▶ [Records for the exercise]
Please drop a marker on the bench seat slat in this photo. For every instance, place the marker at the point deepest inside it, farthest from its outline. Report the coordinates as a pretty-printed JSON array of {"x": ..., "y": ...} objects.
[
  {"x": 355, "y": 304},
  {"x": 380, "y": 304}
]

▶ [Task to carry out]
Copy out each line exactly as written.

▶ [Exercise response]
Please drop a marker on the bench seat slat in this photo. For every instance, place the marker at the point deepest inside it, farthest from its outline. Report the coordinates as a pretty-printed JSON array of {"x": ..., "y": ...} objects.
[
  {"x": 355, "y": 304},
  {"x": 380, "y": 304}
]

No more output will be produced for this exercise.